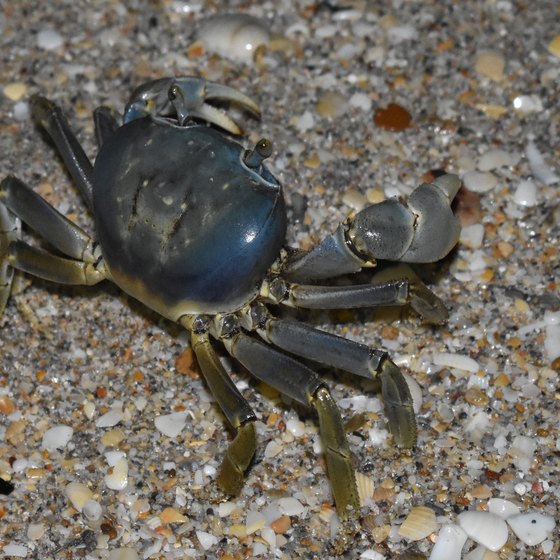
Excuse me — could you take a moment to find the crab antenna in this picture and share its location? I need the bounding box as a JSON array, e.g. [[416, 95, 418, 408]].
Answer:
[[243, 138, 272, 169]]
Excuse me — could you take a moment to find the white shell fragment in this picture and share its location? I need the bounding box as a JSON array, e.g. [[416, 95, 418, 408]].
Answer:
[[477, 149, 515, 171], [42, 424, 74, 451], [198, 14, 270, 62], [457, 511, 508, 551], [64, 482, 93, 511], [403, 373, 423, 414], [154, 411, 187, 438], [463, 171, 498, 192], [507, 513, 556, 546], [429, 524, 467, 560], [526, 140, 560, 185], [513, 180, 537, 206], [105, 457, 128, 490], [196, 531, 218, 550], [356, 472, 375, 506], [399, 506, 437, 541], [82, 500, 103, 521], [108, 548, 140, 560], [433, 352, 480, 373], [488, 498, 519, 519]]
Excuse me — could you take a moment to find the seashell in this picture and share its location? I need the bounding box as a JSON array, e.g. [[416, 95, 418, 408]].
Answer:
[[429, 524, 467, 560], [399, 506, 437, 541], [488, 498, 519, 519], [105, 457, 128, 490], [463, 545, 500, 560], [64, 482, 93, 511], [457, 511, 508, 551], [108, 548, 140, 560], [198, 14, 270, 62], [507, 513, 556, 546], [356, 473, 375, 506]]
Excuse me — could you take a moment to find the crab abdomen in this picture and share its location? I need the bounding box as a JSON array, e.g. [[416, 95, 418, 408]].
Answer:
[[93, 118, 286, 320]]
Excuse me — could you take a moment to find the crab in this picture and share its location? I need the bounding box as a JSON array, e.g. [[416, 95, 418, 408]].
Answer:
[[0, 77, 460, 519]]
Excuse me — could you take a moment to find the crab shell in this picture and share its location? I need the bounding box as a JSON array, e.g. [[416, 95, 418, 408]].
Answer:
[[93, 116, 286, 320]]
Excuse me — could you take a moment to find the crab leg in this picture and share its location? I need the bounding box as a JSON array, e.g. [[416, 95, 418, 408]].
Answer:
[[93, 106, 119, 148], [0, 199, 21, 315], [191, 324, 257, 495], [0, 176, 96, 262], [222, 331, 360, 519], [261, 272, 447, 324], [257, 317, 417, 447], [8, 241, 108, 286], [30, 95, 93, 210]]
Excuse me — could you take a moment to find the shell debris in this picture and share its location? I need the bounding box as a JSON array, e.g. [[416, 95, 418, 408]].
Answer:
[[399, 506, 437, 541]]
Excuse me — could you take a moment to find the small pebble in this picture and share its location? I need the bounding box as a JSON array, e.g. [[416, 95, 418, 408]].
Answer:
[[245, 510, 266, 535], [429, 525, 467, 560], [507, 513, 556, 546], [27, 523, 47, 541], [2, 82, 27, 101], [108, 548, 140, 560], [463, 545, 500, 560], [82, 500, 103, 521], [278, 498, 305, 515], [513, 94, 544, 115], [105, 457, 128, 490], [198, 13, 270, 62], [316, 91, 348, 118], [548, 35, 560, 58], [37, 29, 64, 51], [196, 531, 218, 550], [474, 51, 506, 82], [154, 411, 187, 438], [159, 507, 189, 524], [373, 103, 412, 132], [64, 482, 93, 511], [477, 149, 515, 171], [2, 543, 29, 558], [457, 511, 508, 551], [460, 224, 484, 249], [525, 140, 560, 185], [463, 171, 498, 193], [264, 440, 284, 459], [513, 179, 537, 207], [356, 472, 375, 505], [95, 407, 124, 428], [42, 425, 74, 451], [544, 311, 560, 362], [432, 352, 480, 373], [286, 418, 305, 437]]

**GOAL:** Reproduce the rows from the start through the line containing "[[243, 138, 272, 169]]", inclusive, with the requests left as they are, but multiply every bounding box coordinate in the answers by 0.25 and round to whole numbers, with halves rounded up. Leave out the pictures and give only these lines.

**FINISHED TASK:**
Excuse me — could you take a moment to find the crab antenna in this picture and share its location? I need the bounding box as a JSON array, e.g. [[416, 95, 418, 408]].
Answer:
[[61, 35, 68, 42]]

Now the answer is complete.